◆ **Requests**
• A. Reproduce the INS Khukri text from "INS Khukri was" up to and including "speed) complement; 140.", renaming "frigates" as "warships".
• B. Count the lines of the records that contain the string "frame", and reply with that number alone.

◆ **Text**
★ ★ ★ ★ ★

See topic: “Daphne Class Submarine” for more info about Hangor.

Captain Mahendra Nath Mulla has remained so far the only Indian captain to go down with a vessel. This was the first warship sunk in action by a submarine since World War II. It remains the Post-Independence Indian navy's only warship to be lost in war to date.

INS Khukri was one of three Blackwood-class, 2nd rate frigates (the other ships were INS Kirpan and INS Kuthar) built in England for the Indian navy. She was built by J. Samuel White & Co. Ltd., Cowes, Isle of Wight, England; commissioned on July 1958; displacement; 1,180t standard, 1,536t full load, dimensions; 310' x 33' x 10', armament; 3-40mm Bofors AA, Mk.9. TT, provision for 4-21' (two twin) but not fitted, AIS weapons, 2 Limbo three barreled depth charge mortars: 1 set seared turbines, 1 screw, 15,000 shp, 27,8 kts (24,5 max continuous speed) complement; 140.

After the beginning of hostilities between India and Pakistan on 3 December 1971, Indian Naval radio detection equipment identified a submarine lurking about 35 miles south-west of Diu harbour. The 14th Frigate Squadron of the Western Fleet was dispatched to destroy the submarine. It normally consisted of three ships Khukri, Kirpan and Kuthar, but at the time of the incident Kuthar 's boiler room was being repaired in Bombay. One reason that may have prompted the decision to deploy two obsolete Blackwood-class frigates against a modern Daphne-class submarine was that the Indian Navy lacked sufficient numbers of anti-submarine aircraft.

Captain M. N. Mulla was commanding a task force of two ships (Khukri and Kirpan) which formed part of the Western Fleet. The task force was assigned the task of hunting and destroying Pakistan submarines in the North Arabian Sea. In the early hours of 9 December, Pakistani submarine Hangor picked up two sonar contacts in the area. The sonar and radar transmissions identified them as warships but Hangor failed to intercept them and lost contact when the range increased.

★ ★ ★ ★ ★

◆ **Point labeling examples**
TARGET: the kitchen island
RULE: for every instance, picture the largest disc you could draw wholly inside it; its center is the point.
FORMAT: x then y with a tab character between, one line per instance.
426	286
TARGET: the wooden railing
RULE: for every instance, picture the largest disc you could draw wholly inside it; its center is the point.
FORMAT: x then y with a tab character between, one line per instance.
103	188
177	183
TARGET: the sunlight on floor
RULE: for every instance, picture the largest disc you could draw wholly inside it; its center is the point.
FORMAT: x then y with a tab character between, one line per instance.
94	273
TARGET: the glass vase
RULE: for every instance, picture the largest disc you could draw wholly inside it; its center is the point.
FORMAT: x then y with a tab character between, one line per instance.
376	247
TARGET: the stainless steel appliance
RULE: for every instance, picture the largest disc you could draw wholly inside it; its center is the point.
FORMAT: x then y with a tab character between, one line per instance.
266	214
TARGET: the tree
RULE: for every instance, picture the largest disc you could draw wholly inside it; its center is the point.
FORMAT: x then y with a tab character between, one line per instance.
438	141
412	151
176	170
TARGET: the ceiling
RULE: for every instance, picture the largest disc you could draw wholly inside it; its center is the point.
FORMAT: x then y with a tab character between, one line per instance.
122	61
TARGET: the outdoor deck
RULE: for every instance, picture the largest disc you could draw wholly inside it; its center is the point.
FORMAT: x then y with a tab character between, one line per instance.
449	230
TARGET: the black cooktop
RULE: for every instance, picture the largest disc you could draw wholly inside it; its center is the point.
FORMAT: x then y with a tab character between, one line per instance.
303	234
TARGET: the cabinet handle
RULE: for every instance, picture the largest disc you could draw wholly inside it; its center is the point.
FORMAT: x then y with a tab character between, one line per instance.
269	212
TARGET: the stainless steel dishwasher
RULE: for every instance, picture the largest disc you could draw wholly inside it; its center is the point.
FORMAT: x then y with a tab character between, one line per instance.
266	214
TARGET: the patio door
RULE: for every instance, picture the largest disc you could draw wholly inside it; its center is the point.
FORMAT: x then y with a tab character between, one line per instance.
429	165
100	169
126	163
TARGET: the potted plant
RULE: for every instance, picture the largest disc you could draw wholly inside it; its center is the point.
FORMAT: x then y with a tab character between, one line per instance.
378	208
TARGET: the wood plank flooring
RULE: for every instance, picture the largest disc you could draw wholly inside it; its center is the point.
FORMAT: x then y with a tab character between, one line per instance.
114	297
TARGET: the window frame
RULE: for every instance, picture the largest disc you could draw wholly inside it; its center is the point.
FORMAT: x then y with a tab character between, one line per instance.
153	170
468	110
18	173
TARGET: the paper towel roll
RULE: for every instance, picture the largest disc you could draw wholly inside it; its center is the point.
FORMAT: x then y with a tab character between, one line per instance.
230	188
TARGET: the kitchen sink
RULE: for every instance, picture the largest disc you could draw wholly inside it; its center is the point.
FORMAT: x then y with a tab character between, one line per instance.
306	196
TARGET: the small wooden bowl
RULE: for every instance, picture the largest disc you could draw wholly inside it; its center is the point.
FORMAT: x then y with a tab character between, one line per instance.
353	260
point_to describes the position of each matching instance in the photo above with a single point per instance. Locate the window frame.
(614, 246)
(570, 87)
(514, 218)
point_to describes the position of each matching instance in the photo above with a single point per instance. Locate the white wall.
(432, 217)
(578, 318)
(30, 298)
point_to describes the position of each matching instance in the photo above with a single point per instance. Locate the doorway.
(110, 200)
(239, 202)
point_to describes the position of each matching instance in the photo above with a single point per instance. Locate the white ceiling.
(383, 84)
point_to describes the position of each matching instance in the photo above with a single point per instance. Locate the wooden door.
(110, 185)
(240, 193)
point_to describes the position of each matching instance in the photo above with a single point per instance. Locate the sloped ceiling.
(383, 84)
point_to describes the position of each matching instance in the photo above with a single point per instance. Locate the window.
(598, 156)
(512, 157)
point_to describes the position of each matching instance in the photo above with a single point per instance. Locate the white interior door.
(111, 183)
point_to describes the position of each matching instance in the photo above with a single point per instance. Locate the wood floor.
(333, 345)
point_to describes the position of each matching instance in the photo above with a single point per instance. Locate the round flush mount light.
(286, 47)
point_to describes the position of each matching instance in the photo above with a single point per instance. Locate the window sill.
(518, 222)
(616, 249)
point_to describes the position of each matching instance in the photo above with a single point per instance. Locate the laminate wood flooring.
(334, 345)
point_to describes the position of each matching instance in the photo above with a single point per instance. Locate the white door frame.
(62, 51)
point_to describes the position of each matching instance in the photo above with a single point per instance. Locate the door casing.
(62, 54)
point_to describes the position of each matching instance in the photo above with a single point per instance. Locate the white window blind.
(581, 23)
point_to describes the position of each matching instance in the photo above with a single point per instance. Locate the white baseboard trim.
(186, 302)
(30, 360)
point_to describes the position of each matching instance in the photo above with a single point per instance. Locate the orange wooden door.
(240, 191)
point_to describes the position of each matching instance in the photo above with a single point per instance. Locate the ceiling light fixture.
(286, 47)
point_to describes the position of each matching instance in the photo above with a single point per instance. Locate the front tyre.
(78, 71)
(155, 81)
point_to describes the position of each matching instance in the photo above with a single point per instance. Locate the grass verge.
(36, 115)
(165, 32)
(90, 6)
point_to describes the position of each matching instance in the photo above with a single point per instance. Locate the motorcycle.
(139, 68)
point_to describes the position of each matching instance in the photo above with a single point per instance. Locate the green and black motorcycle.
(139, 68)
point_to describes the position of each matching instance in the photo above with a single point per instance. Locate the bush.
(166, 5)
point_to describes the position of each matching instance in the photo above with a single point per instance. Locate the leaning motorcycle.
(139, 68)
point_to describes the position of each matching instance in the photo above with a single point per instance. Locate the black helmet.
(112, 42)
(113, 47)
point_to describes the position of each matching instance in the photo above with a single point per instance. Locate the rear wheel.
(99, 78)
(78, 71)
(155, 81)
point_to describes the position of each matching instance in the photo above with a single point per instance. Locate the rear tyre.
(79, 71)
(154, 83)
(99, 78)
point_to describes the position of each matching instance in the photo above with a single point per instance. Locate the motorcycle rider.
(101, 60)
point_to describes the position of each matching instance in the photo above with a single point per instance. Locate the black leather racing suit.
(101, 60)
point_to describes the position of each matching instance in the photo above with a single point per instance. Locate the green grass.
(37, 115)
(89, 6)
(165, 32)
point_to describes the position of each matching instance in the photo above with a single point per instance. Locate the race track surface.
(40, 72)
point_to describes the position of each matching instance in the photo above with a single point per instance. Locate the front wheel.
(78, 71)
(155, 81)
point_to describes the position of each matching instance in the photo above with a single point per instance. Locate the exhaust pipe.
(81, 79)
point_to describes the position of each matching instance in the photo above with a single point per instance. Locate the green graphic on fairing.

★ ★ ★ ★ ★

◆ **Written answers**
• A.
INS Khukri was one of three Blackwood-class, 2nd rate warships (the other ships were INS Kirpan and INS Kuthar) built in England for the Indian navy. She was built by J. Samuel White & Co. Ltd., Cowes, Isle of Wight, England; commissioned on July 1958; displacement; 1,180t standard, 1,536t full load, dimensions; 310' x 33' x 10', armament; 3-40mm Bofors AA, Mk.9. TT, provision for 4-21' (two twin) but not fitted, AIS weapons, 2 Limbo three barreled depth charge mortars: 1 set seared turbines, 1 screw, 15,000 shp, 27,8 kts (24,5 max continuous speed) complement; 140.

• B. 3